Text under study below:
Member of the California State Assembly from the 75th district
- In office December 6, 1982 - November 30, 1990
- Preceded by: David G. Kelley
- Succeeded by: Dede Alpert

Personal details
- Born: February 17, 1943 (age 83) Detroit, Michigan, US
- Party: Republican
- Spouse: F. Erwin Mojonnier (div.)
- Children: 4

= Joyce Mojonnier =

American politician

Joyce "Sunny" Mojonnier (born February 17, 1943) is an American politician who served in the California State Assembly. Mojonnier, a Republican, represented the 75th District from 1982 through 1990. She was the 30th woman elected to serve in the California legislature.

==Career==
As the state representative of California's 75th District, Mojonnier served four consecutive two-year terms. She was defeated for reelection in 1990 by San Diego School Board Trustee Dede Alpert.

During her time in the State Assembly, Mojonnier served on a number of committees including: Rules; Ways & Means; Judiciary; Governmental Organizations; Education (and on the Subcommittee on Education Reform); Labor; Economic Development & New Technologies; and on the Subcommittee on Arts & Athletics. She chaired the Task Force on Child Abuse and the Judicial System, which she helped establish; she chaired the Joint Committee on Surrogate Parenting; and she served as vice chair for the Joint Committee on the 1992 Quincentennial. (Note: The 1992 Quincentennial was a celebration of the 500th anniversary of Christopher Columbus' 1492 arrival in America.) She was a member of the Select Committee on Genetic Diseases. She was also a member of the Arts, Tourism and Cultural Resources Committee of the National Conference of State Legislatures; and was a member of the Committee on Suggested State Legislation for the Western Legislative Conference.
End of Text under study.
Record extracts below:
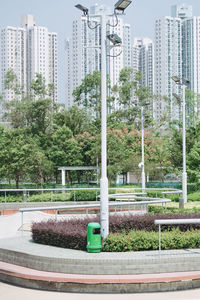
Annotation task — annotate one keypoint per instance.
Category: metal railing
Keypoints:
(26, 192)
(173, 222)
(86, 206)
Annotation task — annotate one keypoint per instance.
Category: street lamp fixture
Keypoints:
(183, 83)
(82, 8)
(176, 79)
(178, 98)
(114, 38)
(122, 5)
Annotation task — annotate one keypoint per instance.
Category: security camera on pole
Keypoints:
(183, 83)
(120, 6)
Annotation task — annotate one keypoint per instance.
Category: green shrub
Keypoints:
(142, 240)
(195, 196)
(84, 195)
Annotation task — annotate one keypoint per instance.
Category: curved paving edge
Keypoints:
(53, 281)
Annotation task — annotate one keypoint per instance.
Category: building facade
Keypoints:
(28, 50)
(177, 52)
(82, 50)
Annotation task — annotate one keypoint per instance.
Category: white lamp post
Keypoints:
(142, 137)
(121, 5)
(183, 83)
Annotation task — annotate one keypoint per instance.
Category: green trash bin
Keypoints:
(94, 238)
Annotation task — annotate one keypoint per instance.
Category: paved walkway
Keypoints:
(45, 267)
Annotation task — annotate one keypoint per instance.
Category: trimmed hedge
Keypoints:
(73, 233)
(70, 234)
(142, 240)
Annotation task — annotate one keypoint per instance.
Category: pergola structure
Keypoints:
(77, 168)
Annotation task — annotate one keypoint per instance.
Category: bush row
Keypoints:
(53, 197)
(73, 233)
(142, 240)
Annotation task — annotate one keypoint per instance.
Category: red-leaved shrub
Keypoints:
(73, 233)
End of Record extracts.
How would you render this sentence from the Joyce Mojonnier biography in Spanish: "She was the 30th woman elected to serve in the California legislature."

Fue la trigésima mujer elegida para servir en la legislatura de California.